▸ **Task details**
Instruction for the entries that follow: retype exactly the lines from the line with "of the trolley" to the line with "the white puffer", both included, and omit all others.

▸ **The data**
· · · · · · ·
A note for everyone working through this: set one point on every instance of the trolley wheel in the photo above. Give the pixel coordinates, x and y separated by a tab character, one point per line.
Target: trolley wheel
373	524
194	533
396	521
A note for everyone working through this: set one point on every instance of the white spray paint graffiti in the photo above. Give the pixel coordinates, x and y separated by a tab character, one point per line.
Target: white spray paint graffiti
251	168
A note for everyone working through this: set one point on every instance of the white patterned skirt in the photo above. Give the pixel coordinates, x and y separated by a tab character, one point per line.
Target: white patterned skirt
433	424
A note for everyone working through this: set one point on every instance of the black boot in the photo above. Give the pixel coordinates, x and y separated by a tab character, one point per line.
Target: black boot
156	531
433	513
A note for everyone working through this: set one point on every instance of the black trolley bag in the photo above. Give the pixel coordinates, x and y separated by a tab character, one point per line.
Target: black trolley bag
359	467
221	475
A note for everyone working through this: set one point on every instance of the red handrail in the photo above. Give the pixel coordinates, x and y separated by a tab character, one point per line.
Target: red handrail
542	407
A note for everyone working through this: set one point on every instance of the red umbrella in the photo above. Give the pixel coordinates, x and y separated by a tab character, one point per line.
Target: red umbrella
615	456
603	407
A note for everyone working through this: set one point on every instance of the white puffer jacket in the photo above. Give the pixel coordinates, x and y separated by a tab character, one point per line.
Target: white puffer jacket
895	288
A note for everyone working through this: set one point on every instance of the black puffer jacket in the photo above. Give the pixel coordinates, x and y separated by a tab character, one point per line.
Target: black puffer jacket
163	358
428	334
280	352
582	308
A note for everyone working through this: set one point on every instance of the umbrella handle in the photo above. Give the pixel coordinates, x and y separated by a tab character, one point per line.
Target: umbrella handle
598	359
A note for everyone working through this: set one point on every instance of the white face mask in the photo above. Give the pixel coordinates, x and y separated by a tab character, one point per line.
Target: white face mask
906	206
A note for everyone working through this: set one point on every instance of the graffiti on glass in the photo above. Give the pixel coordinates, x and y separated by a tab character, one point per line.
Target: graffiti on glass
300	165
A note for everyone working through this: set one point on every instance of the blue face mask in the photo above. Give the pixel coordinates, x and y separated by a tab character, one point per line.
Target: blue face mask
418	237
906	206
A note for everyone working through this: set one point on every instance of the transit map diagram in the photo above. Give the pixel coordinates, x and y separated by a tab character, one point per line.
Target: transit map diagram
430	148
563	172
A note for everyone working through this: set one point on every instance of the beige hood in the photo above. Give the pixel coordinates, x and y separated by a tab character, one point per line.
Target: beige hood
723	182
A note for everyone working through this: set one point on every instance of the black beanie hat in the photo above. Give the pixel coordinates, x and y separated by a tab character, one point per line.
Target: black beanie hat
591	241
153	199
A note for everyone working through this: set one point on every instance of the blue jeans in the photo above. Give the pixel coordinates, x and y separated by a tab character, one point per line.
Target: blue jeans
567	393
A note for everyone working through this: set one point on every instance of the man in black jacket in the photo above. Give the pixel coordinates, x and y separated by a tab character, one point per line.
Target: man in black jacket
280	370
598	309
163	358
· · · · · · ·
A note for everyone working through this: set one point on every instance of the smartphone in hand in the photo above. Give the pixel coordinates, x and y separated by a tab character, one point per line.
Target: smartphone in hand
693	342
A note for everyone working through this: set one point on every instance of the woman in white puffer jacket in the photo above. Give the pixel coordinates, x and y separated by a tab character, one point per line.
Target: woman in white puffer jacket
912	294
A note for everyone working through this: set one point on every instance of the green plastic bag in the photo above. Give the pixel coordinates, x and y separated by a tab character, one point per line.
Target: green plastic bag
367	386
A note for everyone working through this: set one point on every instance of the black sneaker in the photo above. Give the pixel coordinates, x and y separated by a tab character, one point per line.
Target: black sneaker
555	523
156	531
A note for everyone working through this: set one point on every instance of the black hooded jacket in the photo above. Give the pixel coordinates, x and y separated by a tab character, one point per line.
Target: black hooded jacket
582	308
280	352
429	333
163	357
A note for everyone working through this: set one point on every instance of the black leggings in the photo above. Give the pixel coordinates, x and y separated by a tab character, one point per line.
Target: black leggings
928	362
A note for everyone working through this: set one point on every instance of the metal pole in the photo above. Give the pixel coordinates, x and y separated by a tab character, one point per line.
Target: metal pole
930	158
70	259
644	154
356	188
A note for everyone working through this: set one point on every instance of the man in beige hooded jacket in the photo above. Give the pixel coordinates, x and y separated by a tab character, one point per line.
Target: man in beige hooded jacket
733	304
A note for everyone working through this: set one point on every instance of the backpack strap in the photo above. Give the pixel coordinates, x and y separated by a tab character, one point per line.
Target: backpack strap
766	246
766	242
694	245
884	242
· · · · · · ·
▸ **Response box**
A note for everyone working through this: set one point on every instance of the trolley wheel in the photo above. Give the pixel coordinates, x and y separated by a tab character, one point per line.
Target: trolley wheel
373	524
194	533
396	521
A note for everyone working through this: set one point on every instance of the white spray paint graffiti in the photo above. Give the pixel coordinates, x and y separated by a tab character, one point per line.
Target: white spray paint graffiti
251	168
A note for everyone working through this: set one point on every instance of the white patterned skirt in the photo above. Give the pixel coordinates, x and y separated by a tab character, one point per line.
Target: white patterned skirt
433	424
A note for everyone working through this: set one point on every instance of the black boot in the photo above. Give the pixel coordinates, x and y separated by a tab character, one point per line.
Target: black boot
156	531
433	513
A note for everyone working through this: set one point on every instance of the black trolley bag in the photo above. Give the pixel coordinates, x and y separated by a tab character, one point per line.
Target: black trolley bag
359	467
221	475
A note for everyone working through this: set one point on every instance of the red handrail in the photo above. Give the pixel coordinates, x and y separated by a tab character, one point per line.
Target: red handrail
542	407
A note for everyone working through this: set one point on every instance of the red umbrella in the photo above. Give the pixel coordinates, x and y separated by a tab character, one point per line.
Target: red umbrella
615	456
603	407
A note for everyone working through this: set one point on every instance of the white puffer jacket in the photo above. Give the pixel coordinates, x and y separated by a tab character, one point per line.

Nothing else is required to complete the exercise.